• Data in this exercise

╔══

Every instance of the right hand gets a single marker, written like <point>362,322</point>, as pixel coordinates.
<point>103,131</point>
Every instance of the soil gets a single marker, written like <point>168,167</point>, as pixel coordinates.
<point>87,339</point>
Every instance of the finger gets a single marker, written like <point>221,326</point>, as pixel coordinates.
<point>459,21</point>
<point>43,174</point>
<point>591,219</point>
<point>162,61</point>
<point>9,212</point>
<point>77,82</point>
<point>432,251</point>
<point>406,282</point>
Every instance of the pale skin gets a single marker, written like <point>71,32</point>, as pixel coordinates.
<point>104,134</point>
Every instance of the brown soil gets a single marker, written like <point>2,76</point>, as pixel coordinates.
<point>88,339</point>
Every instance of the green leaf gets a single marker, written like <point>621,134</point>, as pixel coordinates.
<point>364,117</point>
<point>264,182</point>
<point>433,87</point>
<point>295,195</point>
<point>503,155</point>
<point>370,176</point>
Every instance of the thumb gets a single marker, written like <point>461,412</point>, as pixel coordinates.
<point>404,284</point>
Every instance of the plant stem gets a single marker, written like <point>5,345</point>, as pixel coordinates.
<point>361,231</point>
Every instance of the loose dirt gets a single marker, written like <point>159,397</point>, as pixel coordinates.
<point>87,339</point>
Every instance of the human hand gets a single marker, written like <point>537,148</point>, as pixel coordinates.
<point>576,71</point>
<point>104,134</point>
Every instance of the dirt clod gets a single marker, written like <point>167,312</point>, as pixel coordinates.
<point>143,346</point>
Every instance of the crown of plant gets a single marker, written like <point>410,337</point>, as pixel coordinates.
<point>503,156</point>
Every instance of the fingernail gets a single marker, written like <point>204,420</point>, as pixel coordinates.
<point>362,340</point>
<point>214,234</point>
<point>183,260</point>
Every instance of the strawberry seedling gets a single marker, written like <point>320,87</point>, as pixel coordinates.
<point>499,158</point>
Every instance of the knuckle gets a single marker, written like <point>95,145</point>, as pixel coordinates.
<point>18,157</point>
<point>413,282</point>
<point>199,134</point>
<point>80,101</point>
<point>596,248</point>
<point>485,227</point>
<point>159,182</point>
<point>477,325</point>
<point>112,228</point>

╚══

Leaving no line out, return the data above verbatim.

• Response to this task
Every instance of the right hand gets a single marker, written like <point>362,322</point>, as pixel coordinates.
<point>103,131</point>
Every instance of the soil gets a single marker, written like <point>168,167</point>, as pixel coordinates.
<point>87,339</point>
Every instance of the finger gets a single marker, written like <point>221,326</point>, as pixel coordinates.
<point>459,21</point>
<point>43,174</point>
<point>591,219</point>
<point>162,61</point>
<point>9,212</point>
<point>77,82</point>
<point>432,251</point>
<point>406,282</point>
Every instance of the pale skin gets a single marker, written like <point>71,32</point>, as pixel coordinates.
<point>104,134</point>
Every instance of the brown soil gets a single marker, written like <point>2,76</point>, as pixel coordinates.
<point>88,339</point>
Every instance of the green leaf gets a single marker, written like <point>621,134</point>, as pixel coordinates.
<point>364,117</point>
<point>264,182</point>
<point>433,87</point>
<point>295,195</point>
<point>503,155</point>
<point>370,176</point>
Every instance of the thumb gets a single marker, written like <point>461,412</point>, as pixel coordinates.
<point>404,284</point>
Every instance of the plant stem gets a single marker, written like <point>5,345</point>, as pixel coordinates.
<point>361,231</point>
Every instance of the loose dirt gets a single marker, written like <point>159,397</point>, as pixel coordinates.
<point>87,339</point>
Every instance of the human hand gets a single marker, written like <point>537,148</point>, as pixel coordinates.
<point>576,71</point>
<point>104,134</point>
Every instance of the dirt clod gets a single marker, written like <point>167,312</point>, as pixel coordinates.
<point>143,346</point>
Every instance of the crown of plant gets a single marker, written like <point>410,337</point>, as pixel coordinates.
<point>503,156</point>
Every instance of the fingernail gets a single marker, written like <point>204,420</point>, as pixel coordinates.
<point>362,340</point>
<point>214,234</point>
<point>183,260</point>
Every instance of the strawberry seedling gets a single marker, written like <point>320,87</point>, as pixel coordinates.
<point>499,158</point>
Every instance of the knuckle gets a single marker, written like <point>95,145</point>, as pixel coordinates.
<point>18,157</point>
<point>413,282</point>
<point>199,134</point>
<point>80,101</point>
<point>596,248</point>
<point>485,227</point>
<point>159,182</point>
<point>477,325</point>
<point>112,228</point>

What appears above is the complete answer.